▸ **Source passage**
Registered Office. The registered office of the North Central Arkansas Regional Economic Development Corporation (hereinafter called the NCAREDC) in the State of Arkansas shall be office of the North Central Arkansas Regional Economic Development Corporation located at 213 East Sixth Street, Suite 115, in the City of Mountain Home, Arkansas, County of Baxter. The name of the Resident Agent in Charge thereof is Gil DeLorenzo.

 1.2 Other Offices. The Council may also have an office or offices at such other place or places, within or without the State of Arkansas, as the Board of Directors may from time to time determine. The Council may keep the books and records of the Council at such place or places within or without the State of Arkansas as designated by the Board of Directors.

▸ **Data lines**
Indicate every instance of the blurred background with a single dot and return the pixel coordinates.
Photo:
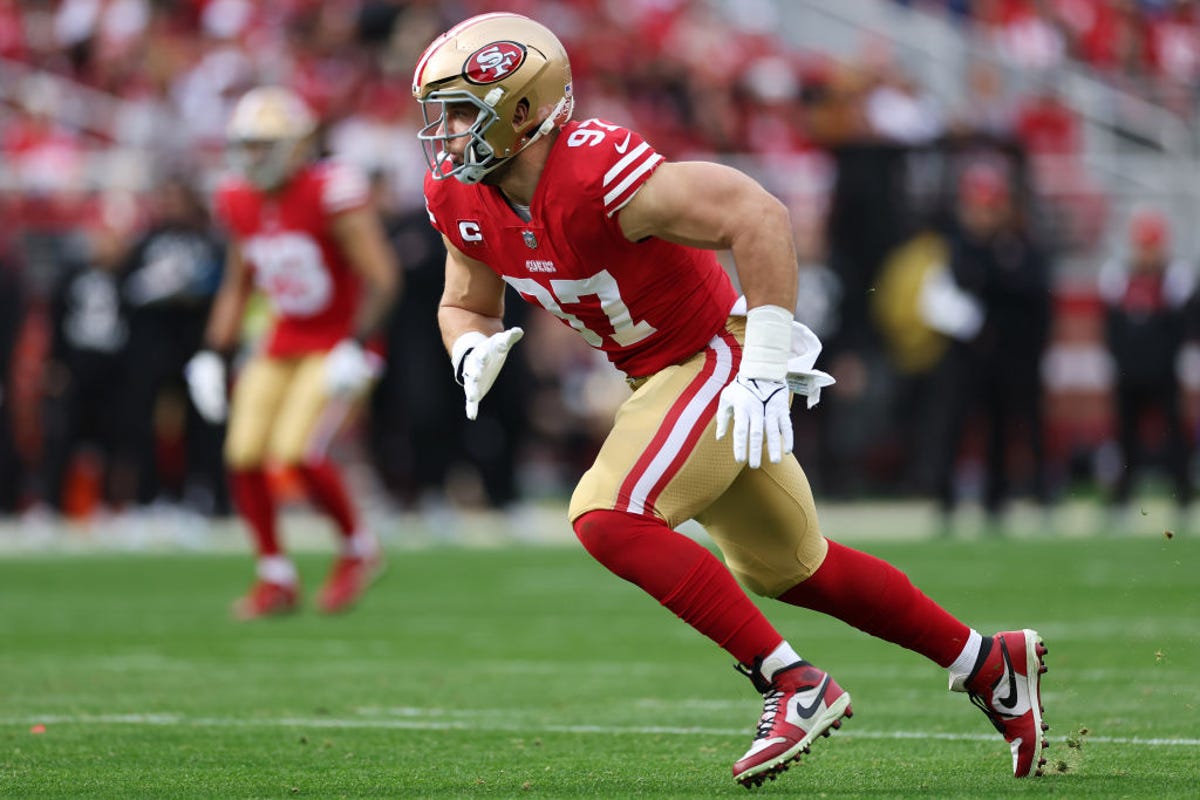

▸ **What you should do**
Reproduce the portion of the text on the corporation's offices between "1.2 Other Offices." and "Board of Directors.", inclusive.

▸ **Output**
1.2 Other Offices. The Council may also have an office or offices at such other place or places, within or without the State of Arkansas, as the Board of Directors may from time to time determine. The Council may keep the books and records of the Council at such place or places within or without the State of Arkansas as designated by the Board of Directors.